═══ Task data
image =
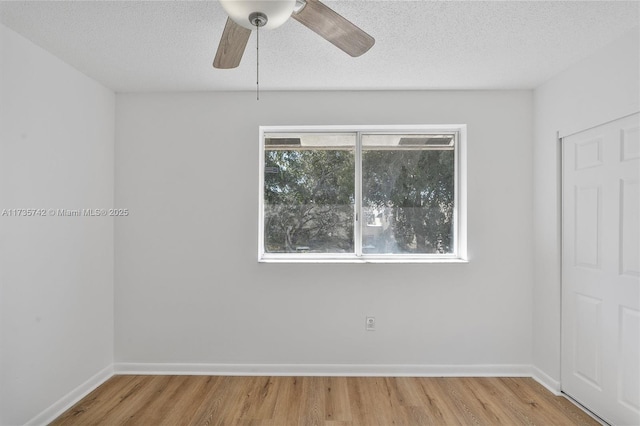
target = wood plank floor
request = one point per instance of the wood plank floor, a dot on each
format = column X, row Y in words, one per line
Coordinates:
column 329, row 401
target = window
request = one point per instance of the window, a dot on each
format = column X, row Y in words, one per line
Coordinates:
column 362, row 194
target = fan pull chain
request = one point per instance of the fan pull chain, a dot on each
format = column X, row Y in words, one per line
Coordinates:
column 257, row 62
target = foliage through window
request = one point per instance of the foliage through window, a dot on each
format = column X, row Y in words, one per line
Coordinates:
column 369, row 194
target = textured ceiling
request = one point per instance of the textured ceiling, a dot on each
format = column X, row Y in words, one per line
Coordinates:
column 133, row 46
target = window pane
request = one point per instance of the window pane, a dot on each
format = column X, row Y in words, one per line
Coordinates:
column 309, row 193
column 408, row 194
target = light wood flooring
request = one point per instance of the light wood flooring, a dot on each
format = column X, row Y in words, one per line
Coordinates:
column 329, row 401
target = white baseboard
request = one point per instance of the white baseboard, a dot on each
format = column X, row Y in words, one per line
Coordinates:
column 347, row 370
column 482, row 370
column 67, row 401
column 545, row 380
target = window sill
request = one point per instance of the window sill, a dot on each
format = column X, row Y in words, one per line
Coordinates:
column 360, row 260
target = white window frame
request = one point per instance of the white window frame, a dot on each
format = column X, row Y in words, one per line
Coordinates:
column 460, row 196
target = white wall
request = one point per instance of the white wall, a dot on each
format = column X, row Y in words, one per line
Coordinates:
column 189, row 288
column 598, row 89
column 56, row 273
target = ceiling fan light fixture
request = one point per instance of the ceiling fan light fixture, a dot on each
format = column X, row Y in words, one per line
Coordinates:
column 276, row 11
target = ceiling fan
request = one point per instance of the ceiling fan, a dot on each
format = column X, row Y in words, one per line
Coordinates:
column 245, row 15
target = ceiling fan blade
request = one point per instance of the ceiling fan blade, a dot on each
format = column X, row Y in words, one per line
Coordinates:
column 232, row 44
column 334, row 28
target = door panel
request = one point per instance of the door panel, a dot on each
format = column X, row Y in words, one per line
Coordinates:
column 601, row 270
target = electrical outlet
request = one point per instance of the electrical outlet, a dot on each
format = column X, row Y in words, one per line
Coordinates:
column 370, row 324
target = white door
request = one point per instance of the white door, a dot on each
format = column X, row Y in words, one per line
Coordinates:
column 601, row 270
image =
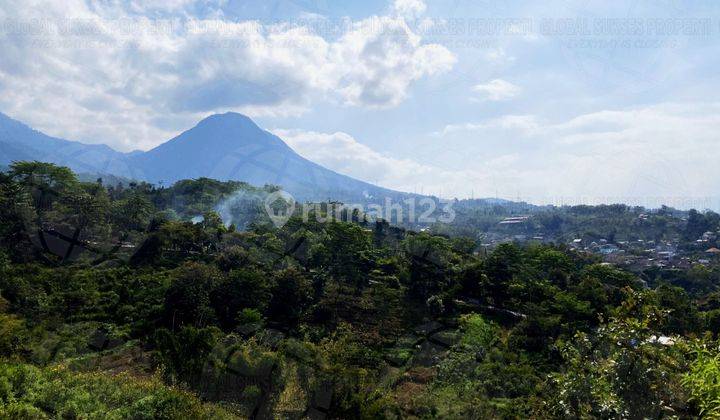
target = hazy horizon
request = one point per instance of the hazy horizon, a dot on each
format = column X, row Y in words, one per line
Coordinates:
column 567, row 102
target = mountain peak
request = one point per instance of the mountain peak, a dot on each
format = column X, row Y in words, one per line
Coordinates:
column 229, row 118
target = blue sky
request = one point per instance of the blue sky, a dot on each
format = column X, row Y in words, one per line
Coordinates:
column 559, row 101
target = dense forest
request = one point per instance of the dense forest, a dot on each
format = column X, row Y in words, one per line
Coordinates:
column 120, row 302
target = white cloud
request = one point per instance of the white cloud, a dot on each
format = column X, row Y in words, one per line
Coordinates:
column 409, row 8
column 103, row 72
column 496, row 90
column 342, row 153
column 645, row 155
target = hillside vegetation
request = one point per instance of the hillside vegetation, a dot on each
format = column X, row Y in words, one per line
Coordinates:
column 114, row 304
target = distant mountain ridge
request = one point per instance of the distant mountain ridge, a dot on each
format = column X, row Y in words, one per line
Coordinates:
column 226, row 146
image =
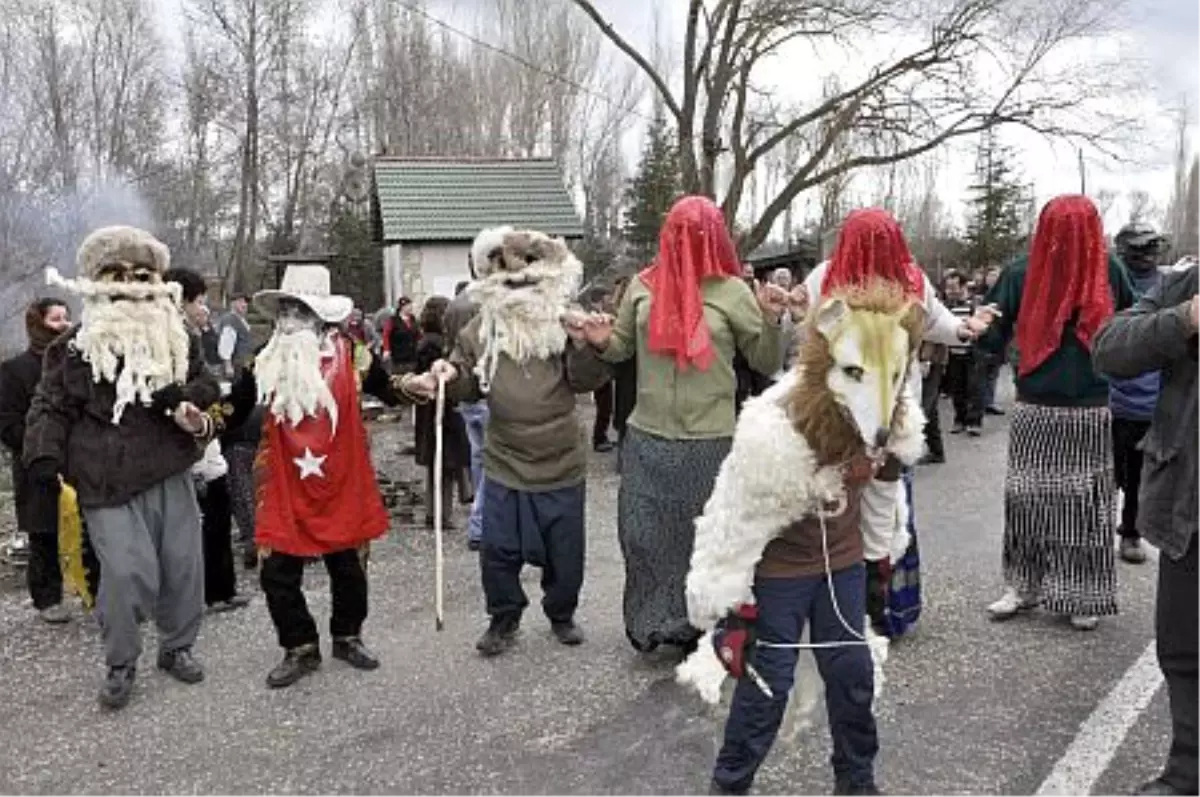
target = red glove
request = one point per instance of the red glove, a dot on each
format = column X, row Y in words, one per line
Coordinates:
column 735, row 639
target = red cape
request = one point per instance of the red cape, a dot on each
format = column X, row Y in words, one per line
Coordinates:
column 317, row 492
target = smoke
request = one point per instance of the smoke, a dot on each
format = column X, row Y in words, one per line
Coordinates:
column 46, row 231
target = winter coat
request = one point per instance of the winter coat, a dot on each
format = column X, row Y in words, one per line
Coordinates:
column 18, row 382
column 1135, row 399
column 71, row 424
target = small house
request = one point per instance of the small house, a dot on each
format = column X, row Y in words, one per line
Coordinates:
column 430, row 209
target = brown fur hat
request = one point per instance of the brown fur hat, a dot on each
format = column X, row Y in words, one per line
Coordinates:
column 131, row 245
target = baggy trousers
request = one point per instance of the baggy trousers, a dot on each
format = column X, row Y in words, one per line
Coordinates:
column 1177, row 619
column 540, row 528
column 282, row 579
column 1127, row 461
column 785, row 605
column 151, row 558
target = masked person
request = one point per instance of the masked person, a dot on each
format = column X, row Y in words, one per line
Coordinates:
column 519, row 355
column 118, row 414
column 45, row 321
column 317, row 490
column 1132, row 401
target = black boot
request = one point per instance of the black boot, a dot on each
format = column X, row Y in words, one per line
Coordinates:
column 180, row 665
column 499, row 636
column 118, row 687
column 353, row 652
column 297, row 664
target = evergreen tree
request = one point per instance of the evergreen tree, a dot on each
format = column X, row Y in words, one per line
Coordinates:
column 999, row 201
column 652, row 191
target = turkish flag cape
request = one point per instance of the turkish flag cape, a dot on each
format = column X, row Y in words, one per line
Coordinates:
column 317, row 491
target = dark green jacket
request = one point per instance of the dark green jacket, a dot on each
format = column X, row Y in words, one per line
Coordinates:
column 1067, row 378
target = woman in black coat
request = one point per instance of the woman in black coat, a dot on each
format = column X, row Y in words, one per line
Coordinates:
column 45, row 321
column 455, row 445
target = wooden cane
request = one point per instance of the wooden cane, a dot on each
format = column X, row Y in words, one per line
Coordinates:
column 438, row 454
══════
═══ Task data
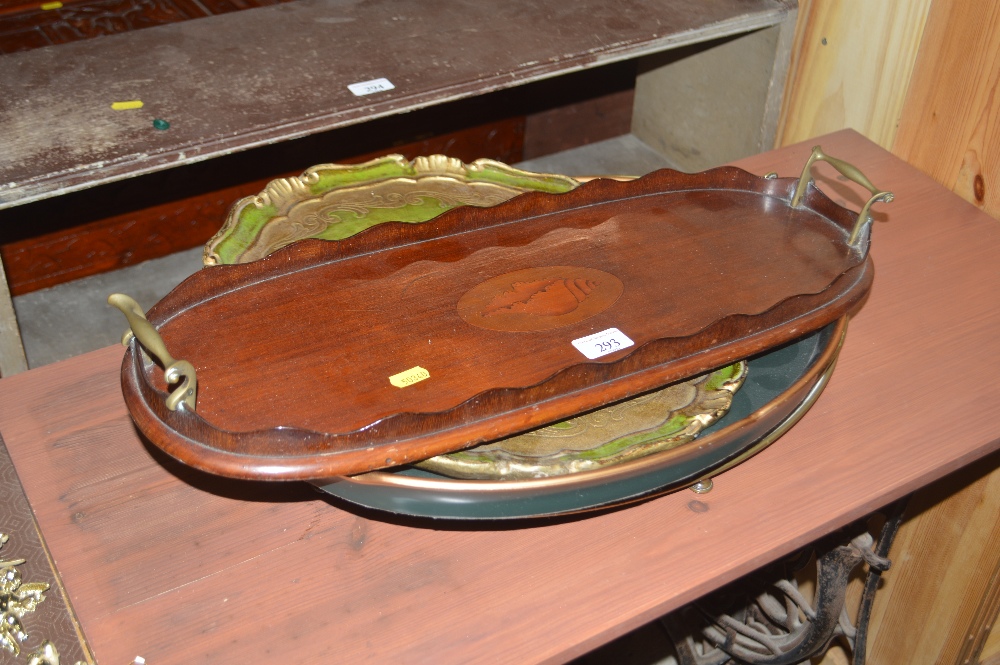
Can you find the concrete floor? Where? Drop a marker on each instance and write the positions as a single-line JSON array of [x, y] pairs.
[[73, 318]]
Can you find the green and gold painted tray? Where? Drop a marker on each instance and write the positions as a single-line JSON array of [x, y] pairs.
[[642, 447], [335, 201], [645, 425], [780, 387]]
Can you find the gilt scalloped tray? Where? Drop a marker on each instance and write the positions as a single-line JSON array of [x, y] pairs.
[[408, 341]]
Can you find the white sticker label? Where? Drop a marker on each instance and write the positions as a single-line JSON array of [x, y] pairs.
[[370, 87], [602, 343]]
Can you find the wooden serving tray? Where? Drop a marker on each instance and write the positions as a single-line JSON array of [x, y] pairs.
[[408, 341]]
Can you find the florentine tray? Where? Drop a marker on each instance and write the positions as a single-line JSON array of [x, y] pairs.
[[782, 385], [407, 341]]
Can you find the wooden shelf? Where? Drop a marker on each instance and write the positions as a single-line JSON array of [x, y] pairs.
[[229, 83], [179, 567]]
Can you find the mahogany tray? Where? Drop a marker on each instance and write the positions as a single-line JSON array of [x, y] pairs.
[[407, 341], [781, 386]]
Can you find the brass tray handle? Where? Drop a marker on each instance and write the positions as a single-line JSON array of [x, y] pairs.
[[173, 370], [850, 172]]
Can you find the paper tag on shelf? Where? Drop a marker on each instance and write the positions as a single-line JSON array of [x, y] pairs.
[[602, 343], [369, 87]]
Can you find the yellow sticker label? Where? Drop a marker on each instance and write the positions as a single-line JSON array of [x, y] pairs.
══════
Exercise directions |
Copy out the lines above, from the line that contains "target = white cloud" through the line that contains "column 1132, row 401", including both, and leave out the pictures.

Solution |
target = white cloud
request = one point per instance of the white cloud, a dot on each
format = column X, row Y in words, one per line
Coordinates:
column 409, row 8
column 103, row 72
column 496, row 90
column 342, row 153
column 645, row 155
target = hillside vegetation
request = one point per instance of the hillside vegetation, a dot on each
format = column X, row Y in words, one per line
Coordinates:
column 114, row 304
target = distant mountain ridge
request = one point per instance of the distant mountain ridge, a dot on each
format = column X, row Y in words, one per line
Coordinates:
column 226, row 146
image =
target = red glove
request = one point per instance of the red glove, a dot on each
format = column X, row Y in words, one per line
Coordinates:
column 735, row 639
target = red cape
request = one point per instance of the red cape, a dot on each
format = column X, row Y in words, one per line
Coordinates:
column 317, row 492
target = smoke
request = one point per instance of the smoke, a dot on each
format = column X, row Y in words, one per line
Coordinates:
column 46, row 231
target = winter coat
request = one point per instance of the winter coat, a dot on each
format = column X, row Y in words, one per line
Coordinates:
column 18, row 382
column 1135, row 399
column 71, row 424
target = small house
request = one point per instance of the small house, a dot on each
format = column X, row Y in words, one per line
Coordinates:
column 430, row 209
target = brown fur hat
request = one point per instance of the brown fur hat, a dot on each
format = column X, row Y in words, one per line
Coordinates:
column 131, row 245
target = baggy trousers
request = one point per instance of the baggy trousers, a dot on each
format = column X, row Y in words, one per line
Coordinates:
column 1177, row 619
column 540, row 528
column 282, row 579
column 1127, row 461
column 785, row 605
column 151, row 558
target = masked person
request = one point per instance of the masked person, a dot on each
format = column X, row Y in words, one per line
Coordinates:
column 519, row 355
column 118, row 414
column 45, row 321
column 317, row 490
column 1132, row 401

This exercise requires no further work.